▸ **WORK TO BE COMPLETED**: Copy the records word for word, starting at the line that contains "scarf. For each one, return a bounding box." and ending at the line that contains "[409,109,443,136]", with both of those lines included.

▸ **LISTED ENTRIES**:

[start]

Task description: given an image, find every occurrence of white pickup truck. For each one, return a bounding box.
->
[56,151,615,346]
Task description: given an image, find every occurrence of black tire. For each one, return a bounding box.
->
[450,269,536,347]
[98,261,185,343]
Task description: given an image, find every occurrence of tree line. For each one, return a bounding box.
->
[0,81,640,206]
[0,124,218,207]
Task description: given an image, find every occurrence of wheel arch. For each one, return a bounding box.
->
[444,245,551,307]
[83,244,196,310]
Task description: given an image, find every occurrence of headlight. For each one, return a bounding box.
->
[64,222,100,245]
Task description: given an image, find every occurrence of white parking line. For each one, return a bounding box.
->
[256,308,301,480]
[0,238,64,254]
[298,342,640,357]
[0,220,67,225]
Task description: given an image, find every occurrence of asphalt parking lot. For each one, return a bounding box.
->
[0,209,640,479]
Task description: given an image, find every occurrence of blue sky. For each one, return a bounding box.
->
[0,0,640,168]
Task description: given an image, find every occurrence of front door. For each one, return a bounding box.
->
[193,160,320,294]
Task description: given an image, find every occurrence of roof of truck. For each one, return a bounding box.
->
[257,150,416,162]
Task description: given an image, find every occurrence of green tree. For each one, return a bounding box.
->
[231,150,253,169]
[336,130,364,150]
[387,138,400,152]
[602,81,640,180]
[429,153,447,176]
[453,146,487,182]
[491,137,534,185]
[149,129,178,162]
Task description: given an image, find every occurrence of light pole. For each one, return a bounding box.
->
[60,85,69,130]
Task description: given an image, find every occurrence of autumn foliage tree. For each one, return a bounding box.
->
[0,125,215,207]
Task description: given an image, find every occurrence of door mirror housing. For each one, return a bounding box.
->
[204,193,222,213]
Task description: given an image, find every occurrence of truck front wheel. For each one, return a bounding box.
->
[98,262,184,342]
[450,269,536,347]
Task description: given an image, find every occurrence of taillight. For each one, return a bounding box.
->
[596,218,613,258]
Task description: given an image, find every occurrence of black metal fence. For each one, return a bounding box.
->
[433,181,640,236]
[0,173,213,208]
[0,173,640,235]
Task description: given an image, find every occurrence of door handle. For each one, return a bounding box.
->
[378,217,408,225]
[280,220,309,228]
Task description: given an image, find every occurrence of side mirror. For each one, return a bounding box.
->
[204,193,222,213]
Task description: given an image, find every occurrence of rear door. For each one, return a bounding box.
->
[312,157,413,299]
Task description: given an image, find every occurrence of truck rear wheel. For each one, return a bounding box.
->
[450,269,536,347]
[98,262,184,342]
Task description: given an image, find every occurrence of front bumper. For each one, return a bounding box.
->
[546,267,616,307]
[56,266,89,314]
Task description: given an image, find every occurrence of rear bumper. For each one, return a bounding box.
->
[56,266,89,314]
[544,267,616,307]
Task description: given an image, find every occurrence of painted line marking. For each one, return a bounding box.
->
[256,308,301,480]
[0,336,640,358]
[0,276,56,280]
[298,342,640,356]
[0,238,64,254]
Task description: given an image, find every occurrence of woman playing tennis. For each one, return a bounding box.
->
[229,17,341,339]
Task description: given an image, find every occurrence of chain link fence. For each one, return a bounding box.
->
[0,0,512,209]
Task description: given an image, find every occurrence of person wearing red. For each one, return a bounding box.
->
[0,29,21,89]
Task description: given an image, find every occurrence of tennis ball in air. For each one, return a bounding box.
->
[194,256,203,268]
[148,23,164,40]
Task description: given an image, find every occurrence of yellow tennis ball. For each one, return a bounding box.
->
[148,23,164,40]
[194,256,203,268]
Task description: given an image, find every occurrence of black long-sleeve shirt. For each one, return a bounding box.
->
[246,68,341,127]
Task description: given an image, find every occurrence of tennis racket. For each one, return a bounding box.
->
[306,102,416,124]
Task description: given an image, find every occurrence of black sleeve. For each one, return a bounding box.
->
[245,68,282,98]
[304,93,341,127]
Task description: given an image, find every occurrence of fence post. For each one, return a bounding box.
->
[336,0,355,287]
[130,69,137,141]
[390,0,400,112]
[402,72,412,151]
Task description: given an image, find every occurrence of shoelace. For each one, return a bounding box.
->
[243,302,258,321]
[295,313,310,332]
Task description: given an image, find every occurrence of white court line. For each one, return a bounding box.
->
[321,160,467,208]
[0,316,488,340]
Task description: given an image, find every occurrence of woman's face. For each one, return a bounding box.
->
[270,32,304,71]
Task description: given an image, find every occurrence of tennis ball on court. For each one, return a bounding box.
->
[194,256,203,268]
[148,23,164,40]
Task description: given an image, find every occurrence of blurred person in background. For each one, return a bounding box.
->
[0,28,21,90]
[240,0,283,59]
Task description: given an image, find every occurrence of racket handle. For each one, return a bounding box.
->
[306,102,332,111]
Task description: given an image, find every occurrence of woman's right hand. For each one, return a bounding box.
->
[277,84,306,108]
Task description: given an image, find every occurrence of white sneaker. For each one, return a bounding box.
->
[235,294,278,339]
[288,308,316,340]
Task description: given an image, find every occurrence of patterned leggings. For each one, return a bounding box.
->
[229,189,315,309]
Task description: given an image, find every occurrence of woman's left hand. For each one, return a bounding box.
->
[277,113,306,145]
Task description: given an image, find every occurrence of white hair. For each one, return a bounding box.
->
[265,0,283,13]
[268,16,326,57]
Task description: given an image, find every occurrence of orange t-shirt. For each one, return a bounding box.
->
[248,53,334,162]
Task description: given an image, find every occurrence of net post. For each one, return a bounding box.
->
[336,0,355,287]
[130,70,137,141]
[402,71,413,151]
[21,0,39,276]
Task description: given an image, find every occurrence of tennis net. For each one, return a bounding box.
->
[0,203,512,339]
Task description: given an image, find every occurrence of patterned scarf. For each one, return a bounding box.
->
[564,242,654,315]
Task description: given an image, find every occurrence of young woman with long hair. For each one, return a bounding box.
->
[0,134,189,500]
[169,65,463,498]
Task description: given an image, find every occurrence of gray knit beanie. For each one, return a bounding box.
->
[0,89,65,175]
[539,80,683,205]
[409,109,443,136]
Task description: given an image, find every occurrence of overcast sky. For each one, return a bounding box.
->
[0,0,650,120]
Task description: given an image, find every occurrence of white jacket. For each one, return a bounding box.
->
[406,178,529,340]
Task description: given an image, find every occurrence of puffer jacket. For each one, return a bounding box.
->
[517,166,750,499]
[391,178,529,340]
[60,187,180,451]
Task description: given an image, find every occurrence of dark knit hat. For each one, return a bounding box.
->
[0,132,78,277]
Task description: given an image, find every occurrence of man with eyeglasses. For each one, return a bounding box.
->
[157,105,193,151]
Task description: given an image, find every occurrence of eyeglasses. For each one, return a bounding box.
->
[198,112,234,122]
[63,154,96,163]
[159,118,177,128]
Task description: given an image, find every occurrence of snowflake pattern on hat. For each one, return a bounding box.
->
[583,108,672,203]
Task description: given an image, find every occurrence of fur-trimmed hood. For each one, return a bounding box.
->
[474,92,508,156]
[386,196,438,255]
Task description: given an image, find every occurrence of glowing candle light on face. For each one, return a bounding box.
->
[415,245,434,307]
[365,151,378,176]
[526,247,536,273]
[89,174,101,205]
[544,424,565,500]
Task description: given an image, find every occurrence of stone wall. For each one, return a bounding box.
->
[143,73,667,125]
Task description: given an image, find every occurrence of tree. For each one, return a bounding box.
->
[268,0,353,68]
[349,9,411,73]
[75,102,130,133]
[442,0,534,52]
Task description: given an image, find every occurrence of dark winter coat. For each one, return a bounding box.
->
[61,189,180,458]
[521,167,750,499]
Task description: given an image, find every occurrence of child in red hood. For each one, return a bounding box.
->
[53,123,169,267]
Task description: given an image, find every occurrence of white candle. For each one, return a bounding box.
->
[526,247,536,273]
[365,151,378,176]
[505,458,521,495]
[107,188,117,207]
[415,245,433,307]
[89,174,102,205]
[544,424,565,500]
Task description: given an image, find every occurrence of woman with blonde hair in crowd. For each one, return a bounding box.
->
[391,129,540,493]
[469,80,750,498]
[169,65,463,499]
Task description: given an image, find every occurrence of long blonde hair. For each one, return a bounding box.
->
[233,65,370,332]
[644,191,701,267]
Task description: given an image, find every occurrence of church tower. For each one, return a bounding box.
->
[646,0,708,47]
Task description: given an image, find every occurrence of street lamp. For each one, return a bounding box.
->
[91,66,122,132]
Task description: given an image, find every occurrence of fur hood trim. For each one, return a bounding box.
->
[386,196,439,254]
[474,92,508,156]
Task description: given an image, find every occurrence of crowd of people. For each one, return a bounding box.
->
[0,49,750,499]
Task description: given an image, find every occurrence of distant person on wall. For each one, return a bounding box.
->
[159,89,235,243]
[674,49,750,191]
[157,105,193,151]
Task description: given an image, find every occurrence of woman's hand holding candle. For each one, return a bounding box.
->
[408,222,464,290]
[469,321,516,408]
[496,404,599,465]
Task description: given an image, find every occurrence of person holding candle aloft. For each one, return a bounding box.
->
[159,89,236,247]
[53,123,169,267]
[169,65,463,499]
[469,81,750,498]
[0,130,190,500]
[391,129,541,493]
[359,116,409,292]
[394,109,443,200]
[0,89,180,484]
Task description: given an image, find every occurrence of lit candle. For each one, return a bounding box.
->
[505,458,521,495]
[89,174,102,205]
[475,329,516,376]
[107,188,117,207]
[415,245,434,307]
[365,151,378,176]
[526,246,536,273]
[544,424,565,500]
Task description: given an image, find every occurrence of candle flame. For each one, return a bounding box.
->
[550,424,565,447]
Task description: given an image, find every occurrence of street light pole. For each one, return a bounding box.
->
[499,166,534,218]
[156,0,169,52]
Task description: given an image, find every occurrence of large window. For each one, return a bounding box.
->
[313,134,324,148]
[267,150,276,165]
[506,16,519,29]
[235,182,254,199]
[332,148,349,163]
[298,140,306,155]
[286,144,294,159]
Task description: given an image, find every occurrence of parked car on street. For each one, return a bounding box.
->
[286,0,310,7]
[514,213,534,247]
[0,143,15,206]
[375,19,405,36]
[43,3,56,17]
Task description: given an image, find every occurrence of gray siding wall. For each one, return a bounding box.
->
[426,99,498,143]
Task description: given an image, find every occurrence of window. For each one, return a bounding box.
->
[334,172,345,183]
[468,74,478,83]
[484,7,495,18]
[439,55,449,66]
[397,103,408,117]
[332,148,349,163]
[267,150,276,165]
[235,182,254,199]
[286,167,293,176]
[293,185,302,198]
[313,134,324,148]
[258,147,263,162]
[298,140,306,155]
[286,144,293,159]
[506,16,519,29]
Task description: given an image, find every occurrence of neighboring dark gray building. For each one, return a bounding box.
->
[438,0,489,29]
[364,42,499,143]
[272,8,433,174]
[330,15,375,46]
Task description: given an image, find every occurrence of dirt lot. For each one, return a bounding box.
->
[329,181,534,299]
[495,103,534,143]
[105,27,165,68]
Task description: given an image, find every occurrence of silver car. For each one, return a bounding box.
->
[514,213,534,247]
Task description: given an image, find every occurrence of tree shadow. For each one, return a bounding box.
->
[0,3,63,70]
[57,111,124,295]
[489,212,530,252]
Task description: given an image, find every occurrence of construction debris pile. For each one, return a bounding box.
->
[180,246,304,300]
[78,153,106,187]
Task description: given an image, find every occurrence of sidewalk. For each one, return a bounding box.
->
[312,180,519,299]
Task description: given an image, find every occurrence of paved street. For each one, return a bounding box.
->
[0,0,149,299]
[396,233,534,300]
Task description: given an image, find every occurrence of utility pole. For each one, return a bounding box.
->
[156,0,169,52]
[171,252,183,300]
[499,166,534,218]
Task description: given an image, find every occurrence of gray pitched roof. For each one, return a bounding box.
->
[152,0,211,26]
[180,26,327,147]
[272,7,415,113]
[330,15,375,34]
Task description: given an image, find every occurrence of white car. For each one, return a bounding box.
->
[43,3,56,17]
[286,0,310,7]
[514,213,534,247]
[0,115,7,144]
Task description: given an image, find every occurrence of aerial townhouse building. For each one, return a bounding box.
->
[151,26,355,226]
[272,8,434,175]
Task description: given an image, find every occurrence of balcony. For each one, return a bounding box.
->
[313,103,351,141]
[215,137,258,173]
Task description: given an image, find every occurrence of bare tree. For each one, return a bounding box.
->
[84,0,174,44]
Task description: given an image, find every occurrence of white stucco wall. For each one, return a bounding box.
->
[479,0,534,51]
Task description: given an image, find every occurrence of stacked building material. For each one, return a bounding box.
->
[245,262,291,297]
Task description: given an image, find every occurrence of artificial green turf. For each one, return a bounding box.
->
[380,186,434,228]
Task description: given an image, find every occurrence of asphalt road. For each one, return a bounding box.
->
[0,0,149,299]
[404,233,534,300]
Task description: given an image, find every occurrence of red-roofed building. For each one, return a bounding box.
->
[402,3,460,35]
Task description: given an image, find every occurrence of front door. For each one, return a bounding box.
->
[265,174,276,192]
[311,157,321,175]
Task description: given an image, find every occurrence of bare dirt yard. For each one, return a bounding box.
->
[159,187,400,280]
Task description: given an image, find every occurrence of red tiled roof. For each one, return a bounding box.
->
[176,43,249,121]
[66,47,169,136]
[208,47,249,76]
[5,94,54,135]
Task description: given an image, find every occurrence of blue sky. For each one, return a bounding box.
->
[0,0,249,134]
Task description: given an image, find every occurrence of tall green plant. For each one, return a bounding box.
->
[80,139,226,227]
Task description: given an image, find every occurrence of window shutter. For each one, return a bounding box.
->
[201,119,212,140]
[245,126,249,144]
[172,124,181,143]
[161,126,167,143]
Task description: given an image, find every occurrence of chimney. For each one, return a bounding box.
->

[end]

▸ **ANSWER TO THE TASK**:
Task description: given an image, find every occurrence of patterned scarf. For each one, return a bounding box.
->
[564,242,654,315]
Task description: given an image, find every occurrence of young woman with long hair. For each one, return a bounding box.
->
[0,134,189,500]
[169,65,463,498]
Task description: given an image, find every occurrence of gray knit beanie. For each one, return a bounding box.
->
[0,89,65,175]
[539,80,683,205]
[409,109,443,136]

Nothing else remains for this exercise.